(Text block):
□ □ □ □

Exploring the Rich Heritage of Moroccan Couscous

Couscous, a Moroccan delicacy made of small steamed semolina balls, holds a significant place in North African cuisine, particularly in Morocco, Algeria, Tunisia, Mauritania, and Libya. It has also found its way into Middle Eastern cuisine and is even enjoyed in Trapani, Sicily. The dish’s name likely stems from the Arabic word “Kaskasa” or the Berber word “Keskes,” referring to the traditional cooking pot used in its preparation.
The exact origins of couscous remain uncertain, with historians offering varying accounts. Some suggest that Berbers were crafting couscous as far back as 238 to 149 BC, citing the discovery of primitive couscous pots in tombs dating back to the reign of Berber King Massinissa. However, Charles Perry proposes that couscous likely emerged between the end of the Zirid dynasty and the rise of the Almohad dynasty in North Africa, spanning the eleventh to thirteenth centuries.

□ □ □ □

(Supplied material):
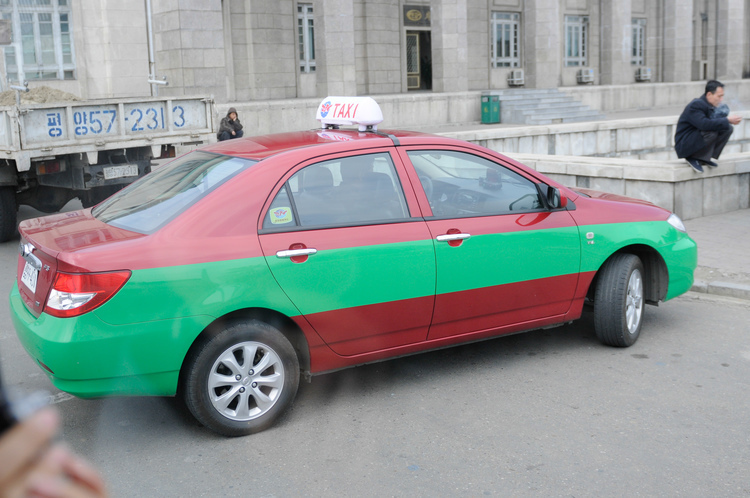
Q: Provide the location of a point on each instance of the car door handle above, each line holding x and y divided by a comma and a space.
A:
448, 237
290, 253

□ □ □ □

(Set problem A):
Translate this sentence from the couscous text into Spanish: "It has also found its way into Middle Eastern cuisine and is even enjoyed in Trapani, Sicily."
(Set problem B):
Reproduce the stretch of the couscous text from "Couscous, a Moroccan" through "in its preparation.", substituting "cooking" for each occurrence of "cuisine".

(Exercise output A):
También ha llegado a la cocina de Oriente Medio e incluso se disfruta en Trápani, Sicilia.

(Exercise output B):
Couscous, a Moroccan delicacy made of small steamed semolina balls, holds a significant place in North African cooking, particularly in Morocco, Algeria, Tunisia, Mauritania, and Libya. It has also found its way into Middle Eastern cooking and is even enjoyed in Trapani, Sicily. The dish’s name likely stems from the Arabic word “Kaskasa” or the Berber word “Keskes,” referring to the traditional cooking pot used in its preparation.